start

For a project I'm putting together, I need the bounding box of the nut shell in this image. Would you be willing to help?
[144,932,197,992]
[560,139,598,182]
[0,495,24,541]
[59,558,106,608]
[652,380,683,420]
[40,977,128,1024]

end

Pick out every line above that contains the word "this", and copy each one in full. Case counts.

**Written response:**
For a project I'm putting together, I need the bounding box of the nut shell in this image. Would you be willing to help?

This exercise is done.